→ ABOUT THIS TASK: Your task is to reproduce exactly the lines from the line with "In this exercise you will annotate each instance of the power" through the end of the records below.

→ DATA SECTION:

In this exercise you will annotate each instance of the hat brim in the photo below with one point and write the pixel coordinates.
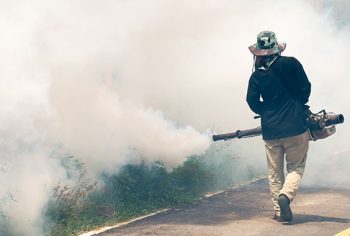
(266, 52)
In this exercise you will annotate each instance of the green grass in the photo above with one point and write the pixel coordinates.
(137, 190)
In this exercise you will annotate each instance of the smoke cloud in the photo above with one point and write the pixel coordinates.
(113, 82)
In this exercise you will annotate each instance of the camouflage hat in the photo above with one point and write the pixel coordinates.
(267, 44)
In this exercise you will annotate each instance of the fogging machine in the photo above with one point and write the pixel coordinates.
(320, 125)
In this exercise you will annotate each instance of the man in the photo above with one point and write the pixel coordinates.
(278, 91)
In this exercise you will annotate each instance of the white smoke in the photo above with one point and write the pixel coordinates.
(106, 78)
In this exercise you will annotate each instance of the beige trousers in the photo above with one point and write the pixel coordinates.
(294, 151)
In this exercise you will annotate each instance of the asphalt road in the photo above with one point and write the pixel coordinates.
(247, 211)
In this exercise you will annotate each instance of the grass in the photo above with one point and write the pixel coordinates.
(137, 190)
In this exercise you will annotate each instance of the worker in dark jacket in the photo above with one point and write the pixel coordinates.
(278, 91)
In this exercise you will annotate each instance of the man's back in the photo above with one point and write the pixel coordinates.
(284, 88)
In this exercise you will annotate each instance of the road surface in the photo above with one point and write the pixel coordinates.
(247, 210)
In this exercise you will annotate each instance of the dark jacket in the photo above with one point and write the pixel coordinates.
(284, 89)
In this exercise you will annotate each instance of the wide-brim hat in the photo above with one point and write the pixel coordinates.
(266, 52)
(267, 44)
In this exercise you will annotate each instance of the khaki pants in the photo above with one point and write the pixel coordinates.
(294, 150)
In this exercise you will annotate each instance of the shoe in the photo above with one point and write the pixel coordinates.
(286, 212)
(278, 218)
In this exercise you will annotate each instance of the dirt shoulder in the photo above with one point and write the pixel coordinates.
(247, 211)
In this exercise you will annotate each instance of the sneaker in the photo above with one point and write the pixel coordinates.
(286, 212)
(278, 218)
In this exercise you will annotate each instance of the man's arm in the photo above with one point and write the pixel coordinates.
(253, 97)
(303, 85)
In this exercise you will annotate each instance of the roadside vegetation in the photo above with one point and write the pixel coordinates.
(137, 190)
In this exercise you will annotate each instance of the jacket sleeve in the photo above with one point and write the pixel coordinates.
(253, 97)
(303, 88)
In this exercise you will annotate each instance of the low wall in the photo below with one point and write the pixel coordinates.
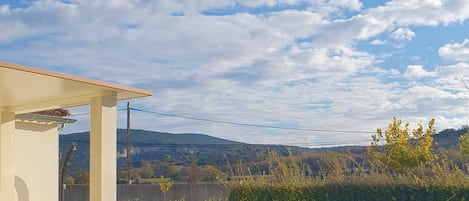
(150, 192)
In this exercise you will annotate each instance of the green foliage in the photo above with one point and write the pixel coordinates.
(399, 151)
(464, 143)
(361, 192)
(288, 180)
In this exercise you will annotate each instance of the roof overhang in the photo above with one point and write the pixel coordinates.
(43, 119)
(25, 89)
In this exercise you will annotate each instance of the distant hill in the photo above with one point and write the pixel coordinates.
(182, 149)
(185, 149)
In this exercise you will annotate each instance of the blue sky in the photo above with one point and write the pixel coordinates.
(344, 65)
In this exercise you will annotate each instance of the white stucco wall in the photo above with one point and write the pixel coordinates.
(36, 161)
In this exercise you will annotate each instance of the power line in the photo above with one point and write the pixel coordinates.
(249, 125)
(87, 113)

→ TASK OUTPUT:
In this exercise you will annotate each instance of the power line in the photo above with one point and write the pixel coordinates.
(249, 125)
(87, 113)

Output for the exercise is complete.